*Your objective:* Exactly the lines from the one containing "Could you please pick out the electric" through the final line of the listing are to be retyped, and nothing more.

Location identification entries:
************

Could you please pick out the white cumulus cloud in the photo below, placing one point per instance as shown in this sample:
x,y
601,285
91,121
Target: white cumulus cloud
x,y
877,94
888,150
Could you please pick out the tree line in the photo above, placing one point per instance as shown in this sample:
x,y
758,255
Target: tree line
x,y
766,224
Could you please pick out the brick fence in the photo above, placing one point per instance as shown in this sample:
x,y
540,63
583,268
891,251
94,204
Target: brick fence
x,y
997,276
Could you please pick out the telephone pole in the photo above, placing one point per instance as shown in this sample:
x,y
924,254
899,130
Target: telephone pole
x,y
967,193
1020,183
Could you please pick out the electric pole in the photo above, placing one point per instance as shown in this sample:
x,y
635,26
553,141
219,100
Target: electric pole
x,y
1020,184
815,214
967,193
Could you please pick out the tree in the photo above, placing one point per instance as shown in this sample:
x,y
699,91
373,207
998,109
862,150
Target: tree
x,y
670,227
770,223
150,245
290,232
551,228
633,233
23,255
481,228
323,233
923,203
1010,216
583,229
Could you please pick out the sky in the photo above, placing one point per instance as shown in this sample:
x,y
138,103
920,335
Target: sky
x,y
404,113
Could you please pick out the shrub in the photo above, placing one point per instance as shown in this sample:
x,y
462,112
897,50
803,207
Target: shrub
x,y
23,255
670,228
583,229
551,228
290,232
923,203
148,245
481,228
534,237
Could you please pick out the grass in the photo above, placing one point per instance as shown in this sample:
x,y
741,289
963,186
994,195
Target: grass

************

*Task result:*
Could you please pick out the electric pole in the photo above, placing one point per instance as shown in this sample:
x,y
635,26
553,141
219,100
Target: electric pole
x,y
1020,184
815,214
967,193
Could you please pick out the tree in the photo above, placing one point per instance as shown in this sample:
x,y
699,91
373,207
998,109
862,150
Target: tree
x,y
670,227
770,223
150,245
290,232
551,228
633,233
23,255
481,228
323,233
923,203
1010,216
583,229
Could you please pick out the sky in the photo above, placing one point per instance as shown in this sample:
x,y
138,103
920,335
Target: sky
x,y
404,113
Could you please pick out the shrub in the photo above, placing one point per instance as shown in this sample:
x,y
462,112
897,50
803,207
Target: shrub
x,y
23,255
670,228
583,229
551,228
290,232
923,203
148,245
481,228
534,237
Could you please pick out the grass in the photo above, placing one point per instance as shown in this sample:
x,y
741,289
963,186
994,195
Target: grass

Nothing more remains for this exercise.